*Work instructions*.
**1)** In the winter health tips, how long should you rub your hands together when washing them?
**2)** Transcribe the stretch of the winter health tips from "- Eat a healthy" through "and nuts instead.".

*Reading passage*.
In winter, holiday spirits may be up, but general health tends to be on the decline. It’s not hard to see why—between the freezing weather, increased travel, and busy schedules, most of us aren’t making self-care a priority at this time of year.
But to get through the coldest months in good health, it takes a little extra effort. Keep yourself happy and healthy during the winter with these 10 tips:
- Boost your Vitamin D
Vitamin D is known for its powers to bolster heart health, mental well-being, immunity, and even the condition of your skin. But as the sun gets scarce in winter, it gets harder to soak up this vital nutrient naturally.
You can take a supplement, but getting your vitamins naturally is best. One option is to eat more fatty fish such as wild salmon (farmed varieties pack less vitamin D punch). Or, look to improve your health by losing five percent of your body weight to get your body to boost your vitamin D for you. Exercising or lowering your cholesterol will also help you make up your winter D-ficiency.
- Get vaccinated
There’s enough fear of needles that many are more afraid of getting the flu vaccine than they are of getting the flu. But consider this: In 2014 in alone, the Center for Disease Control (CDC) estimated the vaccination averted about 7.2 million illnesses, 3.1 million doctor’s visits, and 90,000 hospitalizations.
If you’re afraid of needles, consider the nasal spray, which is just as effective with out the prick. And remember—getting the vaccine doesn’t just protect you, but it helps promote herd immunity, which protects everyone around you, too.
- Wash your hands frequently
Winter is a season where people travel more, spend more time cooped up together, and immune systems are down. Washing your hands is the best way to protect yourself from getting sick or passing germs on to those around you.
Always use soap when washing your hands, and rub them together for at least 20 seconds. If you want an extra line of defense between washes, consider an alcohol-based hand sanitizer.
It may be harder to motivate yourself to exercise in winter, but it’s especially important this time of year. In addition to the obvious fitness benefits, exercise can boost your vitamin D, keep your mood up, and strengthen your immune system.
So get up and hit the pavement in the morning. Or, wait for the rest of the family to wake up and hit the ice skating rink together.
- Eat a healthy breakfast
Starting your day with a healthy meal can help stave off winter cravings—as well as the temptations of holiday parties.
A bowl of balanced carbs like oatmeal or porridge is especially good for winter, as it loads you up on healthy starches and fiber that can boost your energy while helping you feel fuller longer. Avoid sugar, and flavor your bowl with fresh or dried fruit and nuts instead.

*Collected data*.

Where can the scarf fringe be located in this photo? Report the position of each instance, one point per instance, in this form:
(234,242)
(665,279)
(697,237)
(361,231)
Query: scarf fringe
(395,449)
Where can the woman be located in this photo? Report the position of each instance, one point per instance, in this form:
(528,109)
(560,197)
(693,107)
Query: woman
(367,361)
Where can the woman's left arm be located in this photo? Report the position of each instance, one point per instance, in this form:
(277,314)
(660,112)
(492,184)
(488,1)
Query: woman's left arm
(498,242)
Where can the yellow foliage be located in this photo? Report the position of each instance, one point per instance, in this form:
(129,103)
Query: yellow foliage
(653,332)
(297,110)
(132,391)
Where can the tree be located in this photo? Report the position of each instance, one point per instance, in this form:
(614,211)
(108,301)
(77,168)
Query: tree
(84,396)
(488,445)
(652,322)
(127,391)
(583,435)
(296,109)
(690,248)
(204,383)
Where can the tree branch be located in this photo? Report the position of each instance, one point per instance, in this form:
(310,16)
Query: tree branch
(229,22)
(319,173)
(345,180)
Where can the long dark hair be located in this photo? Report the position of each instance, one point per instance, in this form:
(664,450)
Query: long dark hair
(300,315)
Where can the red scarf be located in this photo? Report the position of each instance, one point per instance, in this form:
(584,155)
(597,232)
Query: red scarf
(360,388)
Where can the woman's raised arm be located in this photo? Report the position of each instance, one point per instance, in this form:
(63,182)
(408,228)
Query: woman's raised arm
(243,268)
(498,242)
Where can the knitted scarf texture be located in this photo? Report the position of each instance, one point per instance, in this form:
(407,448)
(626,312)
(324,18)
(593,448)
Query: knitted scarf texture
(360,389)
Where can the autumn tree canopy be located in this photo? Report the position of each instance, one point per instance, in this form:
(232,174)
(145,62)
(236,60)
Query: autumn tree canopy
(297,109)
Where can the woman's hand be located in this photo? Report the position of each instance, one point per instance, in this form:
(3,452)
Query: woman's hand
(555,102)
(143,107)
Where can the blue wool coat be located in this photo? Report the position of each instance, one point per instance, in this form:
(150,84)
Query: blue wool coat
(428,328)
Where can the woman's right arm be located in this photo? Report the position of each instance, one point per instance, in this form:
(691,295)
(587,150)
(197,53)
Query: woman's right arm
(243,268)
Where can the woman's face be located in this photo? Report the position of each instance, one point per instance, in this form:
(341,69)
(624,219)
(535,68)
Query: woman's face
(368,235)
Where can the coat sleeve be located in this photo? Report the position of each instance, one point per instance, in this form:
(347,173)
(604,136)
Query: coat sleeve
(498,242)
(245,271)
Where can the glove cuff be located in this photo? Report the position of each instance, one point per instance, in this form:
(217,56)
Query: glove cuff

*Answers below*.
**1)** At least 20 seconds.

**2)**
- Eat a healthy breakfast
Starting your day with a healthy meal can help stave off winter cravings—as well as the temptations of holiday parties.
A bowl of balanced carbs like oatmeal or porridge is especially good for winter, as it loads you up on healthy starches and fiber that can boost your energy while helping you feel fuller longer. Avoid sugar, and flavor your bowl with fresh or dried fruit and nuts instead.